BEGIN Input

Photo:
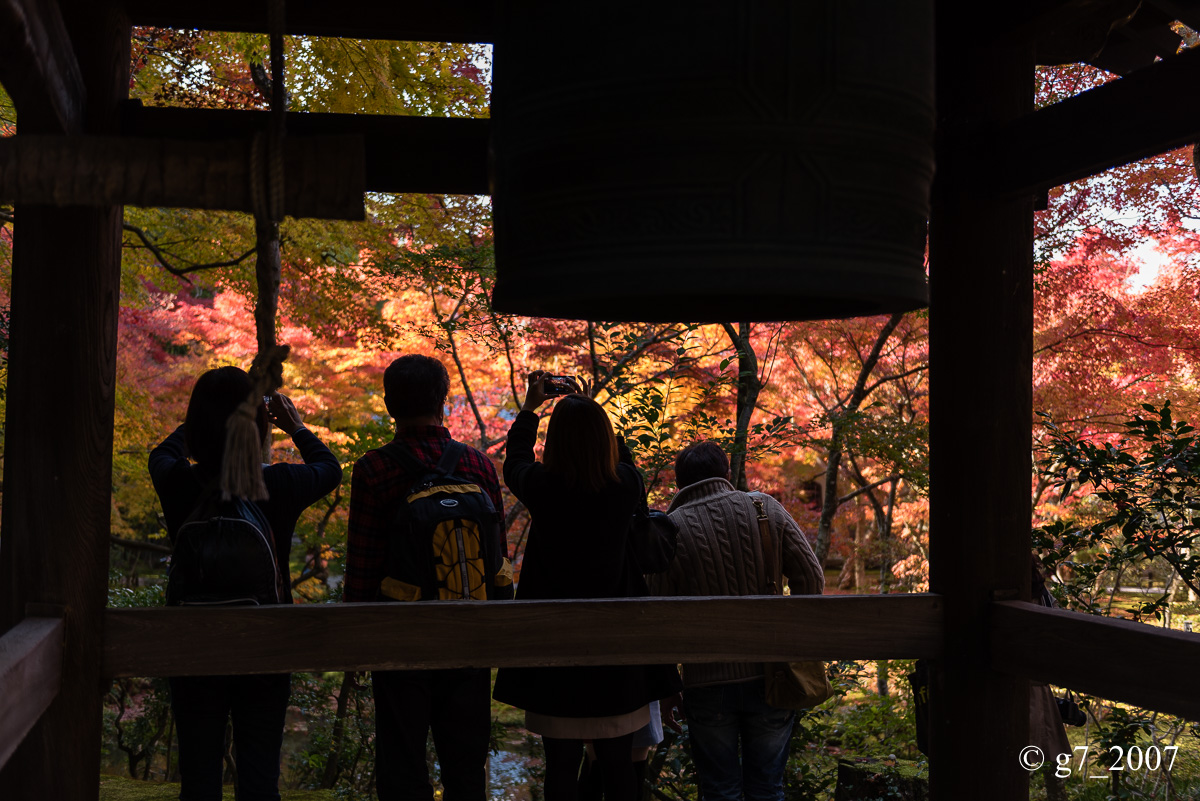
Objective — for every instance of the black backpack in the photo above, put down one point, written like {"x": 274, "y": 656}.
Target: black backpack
{"x": 225, "y": 555}
{"x": 447, "y": 542}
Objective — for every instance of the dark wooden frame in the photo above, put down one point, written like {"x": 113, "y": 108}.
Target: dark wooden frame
{"x": 65, "y": 64}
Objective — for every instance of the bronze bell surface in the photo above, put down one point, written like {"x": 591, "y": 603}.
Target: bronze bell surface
{"x": 707, "y": 161}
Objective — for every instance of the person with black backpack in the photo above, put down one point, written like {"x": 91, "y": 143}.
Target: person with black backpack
{"x": 233, "y": 552}
{"x": 426, "y": 524}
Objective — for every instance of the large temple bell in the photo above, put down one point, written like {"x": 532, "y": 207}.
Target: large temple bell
{"x": 705, "y": 161}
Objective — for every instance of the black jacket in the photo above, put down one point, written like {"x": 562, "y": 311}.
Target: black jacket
{"x": 292, "y": 487}
{"x": 576, "y": 549}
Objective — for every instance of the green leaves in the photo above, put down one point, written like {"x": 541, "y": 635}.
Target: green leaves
{"x": 1144, "y": 506}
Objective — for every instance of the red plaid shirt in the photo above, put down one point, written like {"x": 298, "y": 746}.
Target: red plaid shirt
{"x": 376, "y": 488}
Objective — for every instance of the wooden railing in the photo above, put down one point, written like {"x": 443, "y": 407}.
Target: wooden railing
{"x": 1114, "y": 658}
{"x": 395, "y": 636}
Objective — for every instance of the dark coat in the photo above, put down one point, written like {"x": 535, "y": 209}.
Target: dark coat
{"x": 292, "y": 487}
{"x": 576, "y": 549}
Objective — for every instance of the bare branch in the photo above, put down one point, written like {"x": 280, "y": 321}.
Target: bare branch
{"x": 181, "y": 271}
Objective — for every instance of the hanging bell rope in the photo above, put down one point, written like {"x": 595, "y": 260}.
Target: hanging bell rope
{"x": 241, "y": 470}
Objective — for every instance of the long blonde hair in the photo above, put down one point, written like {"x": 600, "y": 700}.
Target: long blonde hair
{"x": 581, "y": 447}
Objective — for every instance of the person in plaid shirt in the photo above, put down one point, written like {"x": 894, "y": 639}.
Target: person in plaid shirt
{"x": 455, "y": 704}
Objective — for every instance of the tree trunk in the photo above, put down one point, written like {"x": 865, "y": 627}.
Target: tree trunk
{"x": 861, "y": 540}
{"x": 749, "y": 386}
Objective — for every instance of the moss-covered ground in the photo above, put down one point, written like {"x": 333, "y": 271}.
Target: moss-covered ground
{"x": 121, "y": 788}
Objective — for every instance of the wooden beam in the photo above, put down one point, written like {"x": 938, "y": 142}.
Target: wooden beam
{"x": 1111, "y": 125}
{"x": 1116, "y": 660}
{"x": 323, "y": 175}
{"x": 37, "y": 65}
{"x": 402, "y": 154}
{"x": 981, "y": 332}
{"x": 30, "y": 676}
{"x": 58, "y": 456}
{"x": 463, "y": 20}
{"x": 394, "y": 636}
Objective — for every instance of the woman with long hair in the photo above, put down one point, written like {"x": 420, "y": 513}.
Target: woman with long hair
{"x": 581, "y": 498}
{"x": 185, "y": 470}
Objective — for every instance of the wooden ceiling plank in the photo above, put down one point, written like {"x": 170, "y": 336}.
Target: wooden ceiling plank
{"x": 185, "y": 640}
{"x": 465, "y": 20}
{"x": 37, "y": 64}
{"x": 123, "y": 170}
{"x": 403, "y": 154}
{"x": 30, "y": 678}
{"x": 1109, "y": 126}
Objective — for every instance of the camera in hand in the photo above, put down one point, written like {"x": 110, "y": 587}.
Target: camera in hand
{"x": 559, "y": 385}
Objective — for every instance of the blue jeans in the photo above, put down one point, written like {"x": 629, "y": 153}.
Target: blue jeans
{"x": 203, "y": 706}
{"x": 721, "y": 716}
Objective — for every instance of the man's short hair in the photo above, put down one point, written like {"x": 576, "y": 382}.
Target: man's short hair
{"x": 414, "y": 386}
{"x": 701, "y": 461}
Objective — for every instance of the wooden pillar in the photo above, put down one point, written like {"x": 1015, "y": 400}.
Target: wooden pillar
{"x": 981, "y": 397}
{"x": 59, "y": 432}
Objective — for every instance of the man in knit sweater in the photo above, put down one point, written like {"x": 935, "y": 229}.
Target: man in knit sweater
{"x": 720, "y": 553}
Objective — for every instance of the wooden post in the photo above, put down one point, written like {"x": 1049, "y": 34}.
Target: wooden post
{"x": 59, "y": 433}
{"x": 981, "y": 372}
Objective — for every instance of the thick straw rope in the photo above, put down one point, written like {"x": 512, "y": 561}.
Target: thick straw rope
{"x": 241, "y": 469}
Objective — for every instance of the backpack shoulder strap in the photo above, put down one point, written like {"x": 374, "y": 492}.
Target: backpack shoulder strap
{"x": 450, "y": 457}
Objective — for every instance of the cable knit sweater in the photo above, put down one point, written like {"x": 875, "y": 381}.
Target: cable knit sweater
{"x": 720, "y": 553}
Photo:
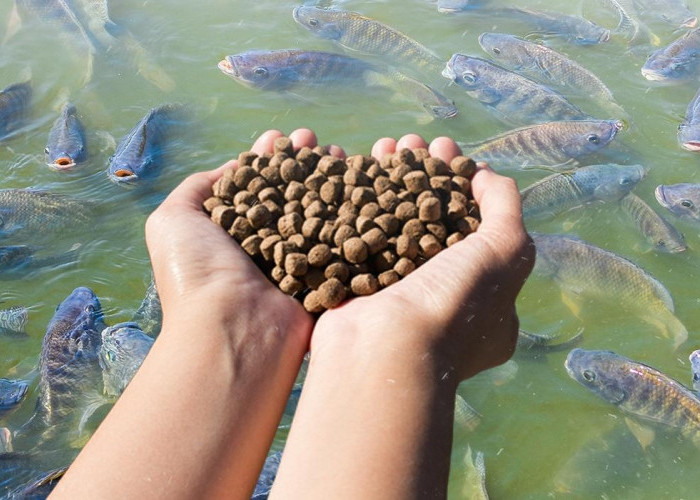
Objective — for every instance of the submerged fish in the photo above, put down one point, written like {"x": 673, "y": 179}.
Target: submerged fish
{"x": 637, "y": 389}
{"x": 66, "y": 145}
{"x": 357, "y": 32}
{"x": 689, "y": 129}
{"x": 140, "y": 153}
{"x": 563, "y": 191}
{"x": 14, "y": 104}
{"x": 677, "y": 61}
{"x": 124, "y": 347}
{"x": 657, "y": 230}
{"x": 512, "y": 97}
{"x": 546, "y": 65}
{"x": 12, "y": 393}
{"x": 553, "y": 144}
{"x": 681, "y": 199}
{"x": 288, "y": 70}
{"x": 586, "y": 270}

END Input

Task item -
Using the data above, print only the lines starting at the one with "Target: backpack shoulder strap" and ending at the one with "Objective — for every instance of the submerged", exactly as they stand, minus the pictures.

Written answer -
Target: backpack shoulder strap
{"x": 450, "y": 457}
Objective — for every instance of the cable knit sweater in the photo above, put down one point, written like {"x": 875, "y": 381}.
Target: cable knit sweater
{"x": 720, "y": 553}
Photo:
Objective — for every instance of the submerged fish in the photo above, put down one point, written like {"x": 673, "y": 179}.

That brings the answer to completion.